### Work to complete
Give back exactly the lines that run from the line containing "Where can you spot the truck cab" through the end of the listing below. Leave out every other line.

....................

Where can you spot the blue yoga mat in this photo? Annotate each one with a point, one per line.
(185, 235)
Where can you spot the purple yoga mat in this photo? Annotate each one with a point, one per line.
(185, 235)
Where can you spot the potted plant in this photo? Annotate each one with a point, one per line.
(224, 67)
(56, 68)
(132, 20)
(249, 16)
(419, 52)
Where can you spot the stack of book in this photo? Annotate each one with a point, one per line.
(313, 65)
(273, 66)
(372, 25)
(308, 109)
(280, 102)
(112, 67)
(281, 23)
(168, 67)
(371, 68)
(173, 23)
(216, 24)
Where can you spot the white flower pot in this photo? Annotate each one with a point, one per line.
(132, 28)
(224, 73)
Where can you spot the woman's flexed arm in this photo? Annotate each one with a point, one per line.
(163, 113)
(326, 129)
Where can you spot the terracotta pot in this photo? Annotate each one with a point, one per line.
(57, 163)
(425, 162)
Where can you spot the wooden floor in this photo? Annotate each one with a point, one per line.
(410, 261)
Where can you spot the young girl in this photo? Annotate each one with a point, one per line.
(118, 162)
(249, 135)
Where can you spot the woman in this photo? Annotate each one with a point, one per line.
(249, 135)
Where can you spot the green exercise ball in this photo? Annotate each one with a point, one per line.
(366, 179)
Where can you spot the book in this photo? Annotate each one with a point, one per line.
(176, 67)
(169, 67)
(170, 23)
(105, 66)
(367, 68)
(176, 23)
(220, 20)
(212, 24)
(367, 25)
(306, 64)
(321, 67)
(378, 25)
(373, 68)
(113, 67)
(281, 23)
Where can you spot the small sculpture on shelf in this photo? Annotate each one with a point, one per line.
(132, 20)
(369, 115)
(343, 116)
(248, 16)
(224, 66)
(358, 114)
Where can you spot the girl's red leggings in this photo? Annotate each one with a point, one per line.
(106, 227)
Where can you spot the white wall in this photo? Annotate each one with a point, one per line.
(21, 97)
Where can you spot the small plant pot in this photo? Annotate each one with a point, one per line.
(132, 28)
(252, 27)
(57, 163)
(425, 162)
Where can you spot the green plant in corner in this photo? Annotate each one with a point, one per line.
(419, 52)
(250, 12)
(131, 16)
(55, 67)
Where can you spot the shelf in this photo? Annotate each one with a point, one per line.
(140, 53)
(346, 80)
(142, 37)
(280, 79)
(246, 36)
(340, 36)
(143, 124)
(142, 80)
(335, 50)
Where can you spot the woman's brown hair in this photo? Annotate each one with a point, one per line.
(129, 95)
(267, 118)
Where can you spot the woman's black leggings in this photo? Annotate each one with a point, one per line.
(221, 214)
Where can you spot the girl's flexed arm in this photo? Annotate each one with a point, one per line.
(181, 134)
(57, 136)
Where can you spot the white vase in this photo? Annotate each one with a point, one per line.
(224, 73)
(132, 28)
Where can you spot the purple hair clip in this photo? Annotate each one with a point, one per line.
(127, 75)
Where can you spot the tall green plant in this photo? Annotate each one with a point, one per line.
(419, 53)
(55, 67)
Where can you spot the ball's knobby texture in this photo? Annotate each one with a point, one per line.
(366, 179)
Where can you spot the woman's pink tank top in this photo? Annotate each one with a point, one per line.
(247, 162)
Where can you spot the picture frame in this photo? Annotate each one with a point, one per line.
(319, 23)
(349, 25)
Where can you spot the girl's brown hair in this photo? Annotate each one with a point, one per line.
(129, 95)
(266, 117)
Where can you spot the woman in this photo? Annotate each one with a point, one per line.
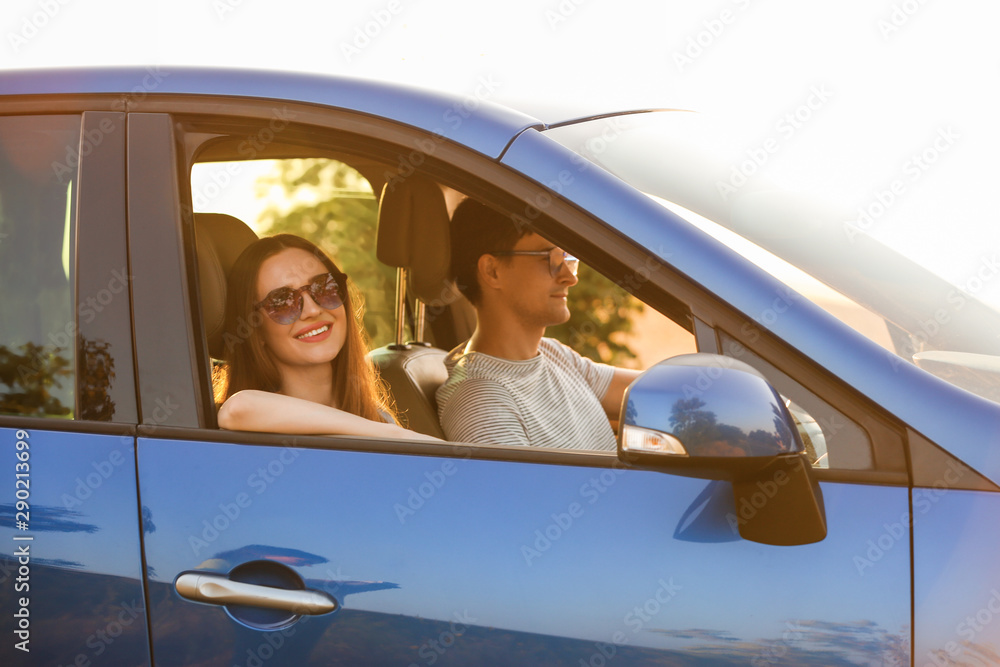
(296, 352)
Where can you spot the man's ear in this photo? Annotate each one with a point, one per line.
(488, 269)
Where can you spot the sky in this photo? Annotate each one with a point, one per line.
(893, 103)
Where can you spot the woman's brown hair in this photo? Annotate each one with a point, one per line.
(356, 386)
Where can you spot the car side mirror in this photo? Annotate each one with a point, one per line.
(714, 417)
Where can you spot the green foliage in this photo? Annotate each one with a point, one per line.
(601, 313)
(30, 377)
(339, 216)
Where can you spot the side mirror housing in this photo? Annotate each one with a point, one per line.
(714, 417)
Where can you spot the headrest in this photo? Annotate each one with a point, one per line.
(413, 233)
(220, 239)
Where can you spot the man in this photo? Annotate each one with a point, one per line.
(509, 384)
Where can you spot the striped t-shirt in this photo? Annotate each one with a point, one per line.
(551, 400)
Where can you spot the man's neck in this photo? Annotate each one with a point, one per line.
(505, 338)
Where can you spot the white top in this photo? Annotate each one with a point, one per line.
(552, 400)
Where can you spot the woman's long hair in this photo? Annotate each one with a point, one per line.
(356, 386)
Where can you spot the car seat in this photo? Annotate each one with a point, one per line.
(413, 236)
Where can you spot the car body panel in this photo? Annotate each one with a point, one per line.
(450, 555)
(396, 539)
(472, 120)
(956, 577)
(84, 595)
(956, 420)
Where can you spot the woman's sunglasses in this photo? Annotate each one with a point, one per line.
(284, 305)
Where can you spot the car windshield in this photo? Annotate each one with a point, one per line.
(868, 264)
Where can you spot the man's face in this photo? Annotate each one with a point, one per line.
(528, 288)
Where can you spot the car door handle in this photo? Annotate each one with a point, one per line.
(219, 589)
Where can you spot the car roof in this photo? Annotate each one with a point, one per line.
(471, 120)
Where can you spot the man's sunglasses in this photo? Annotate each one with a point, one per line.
(556, 258)
(284, 305)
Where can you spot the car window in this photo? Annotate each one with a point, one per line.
(334, 205)
(38, 177)
(325, 200)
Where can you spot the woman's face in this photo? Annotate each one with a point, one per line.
(318, 335)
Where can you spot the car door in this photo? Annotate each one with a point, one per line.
(399, 552)
(71, 576)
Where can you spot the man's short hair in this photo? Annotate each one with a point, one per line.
(477, 230)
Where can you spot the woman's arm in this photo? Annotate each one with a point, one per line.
(254, 410)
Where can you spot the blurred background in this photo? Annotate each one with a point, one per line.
(886, 107)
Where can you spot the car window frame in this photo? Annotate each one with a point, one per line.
(598, 244)
(99, 254)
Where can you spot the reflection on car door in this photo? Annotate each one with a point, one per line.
(455, 559)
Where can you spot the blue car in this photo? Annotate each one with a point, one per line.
(805, 472)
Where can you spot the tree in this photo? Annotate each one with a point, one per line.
(334, 206)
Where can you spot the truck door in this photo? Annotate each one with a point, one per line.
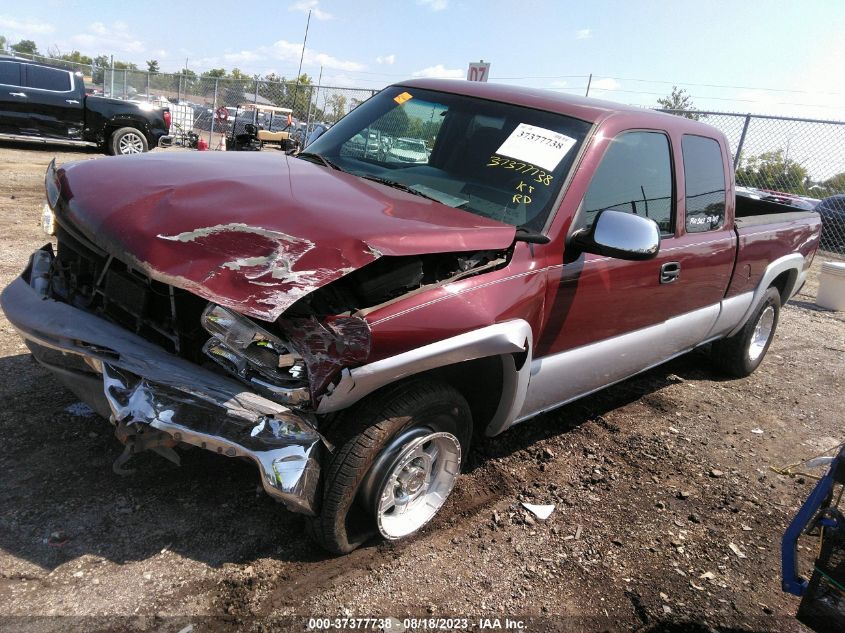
(610, 318)
(11, 108)
(56, 102)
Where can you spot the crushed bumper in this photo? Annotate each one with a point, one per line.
(149, 391)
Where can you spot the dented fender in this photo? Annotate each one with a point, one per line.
(511, 340)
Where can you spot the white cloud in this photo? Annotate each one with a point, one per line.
(434, 5)
(440, 72)
(12, 26)
(282, 51)
(304, 6)
(114, 37)
(605, 84)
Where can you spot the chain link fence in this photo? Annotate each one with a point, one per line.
(218, 108)
(799, 162)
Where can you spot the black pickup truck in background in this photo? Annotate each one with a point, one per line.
(49, 104)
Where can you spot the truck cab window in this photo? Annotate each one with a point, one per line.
(44, 78)
(704, 179)
(635, 176)
(10, 73)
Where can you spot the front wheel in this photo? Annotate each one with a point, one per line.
(127, 140)
(740, 354)
(394, 470)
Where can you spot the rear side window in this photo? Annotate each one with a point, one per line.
(635, 176)
(47, 78)
(10, 73)
(704, 177)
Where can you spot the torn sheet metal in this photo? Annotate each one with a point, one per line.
(257, 233)
(285, 451)
(190, 403)
(328, 346)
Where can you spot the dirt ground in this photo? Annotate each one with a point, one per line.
(667, 517)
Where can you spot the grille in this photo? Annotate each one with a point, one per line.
(88, 278)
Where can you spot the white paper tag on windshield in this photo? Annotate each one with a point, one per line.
(536, 145)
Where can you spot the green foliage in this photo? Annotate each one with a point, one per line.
(680, 101)
(27, 47)
(773, 170)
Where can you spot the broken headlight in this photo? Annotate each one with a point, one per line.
(254, 355)
(48, 220)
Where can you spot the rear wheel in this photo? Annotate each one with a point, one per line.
(394, 470)
(740, 354)
(127, 140)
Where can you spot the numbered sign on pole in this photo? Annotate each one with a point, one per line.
(478, 71)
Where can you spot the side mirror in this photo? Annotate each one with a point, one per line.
(620, 235)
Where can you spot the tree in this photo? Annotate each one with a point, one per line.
(773, 170)
(27, 47)
(836, 184)
(681, 103)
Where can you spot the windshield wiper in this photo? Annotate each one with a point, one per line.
(400, 186)
(524, 234)
(319, 158)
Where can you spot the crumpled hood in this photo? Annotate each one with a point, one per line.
(256, 231)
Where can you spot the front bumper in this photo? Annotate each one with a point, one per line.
(145, 389)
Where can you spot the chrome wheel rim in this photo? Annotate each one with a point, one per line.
(417, 483)
(131, 143)
(762, 333)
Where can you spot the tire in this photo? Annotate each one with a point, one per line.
(377, 436)
(740, 354)
(126, 141)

....................

### Task output
Where can you spot the truck cab window in this photo? Annotate each one with a point, one per line.
(44, 78)
(704, 179)
(635, 176)
(10, 73)
Where can you spot the front wheel in this photo? Annotate each one with a point, one per line.
(127, 140)
(740, 354)
(394, 470)
Where can you spot the rear side window in this photo? Annotate each one with a point, one per line.
(635, 176)
(47, 78)
(10, 73)
(704, 177)
Where can you spot the torn sheet metal in this photo? Annotate each one with a point, one per line.
(257, 233)
(285, 451)
(190, 403)
(328, 346)
Where can you spot the dirt ground in this photo? Annotate each one with a point, one per line.
(667, 517)
Where can you spot the grille in this photo? Annotate each one with a point, one per line.
(88, 278)
Where can you spot the white paper tag on windshield in this photo? Annotate each one with a point, one per line.
(536, 145)
Where can you spot the green foliage in this photo? Annotate each one with a point, one per line.
(680, 101)
(27, 47)
(773, 170)
Where can you spot the broken headlight in this photo? Annotate each one with a point, one per line.
(254, 355)
(48, 220)
Where can you spot the rear wheel in this photo? Annotate each one with a point, one per line.
(394, 470)
(740, 354)
(127, 140)
Where can you spot the numbered sign on pole in this photo? Annotate each one with a point, one per line.
(478, 71)
Where can you spot the side mirror in this photo? Annotate each one with a point, one per line.
(620, 235)
Where can you spot the tree in this photo? Annotate each one with a point, one per line.
(773, 170)
(27, 47)
(836, 184)
(681, 103)
Where can you spot the windshield wiper in this photo? Annotate each one with a point, one per line.
(400, 186)
(524, 234)
(319, 158)
Where can you spot the crumpled hood in this photo? Annotate each one with a point, one per line.
(256, 231)
Where can you spot the front bumper in this photo? Annotate each one with a point, one per line.
(145, 389)
Where can you spot the chrome wheel rim in this photo? Annotate each one with a point, one per line.
(417, 483)
(131, 143)
(762, 333)
Where can you spot the tire in this photo? Annotate each one with a point, one per line.
(377, 436)
(740, 354)
(126, 141)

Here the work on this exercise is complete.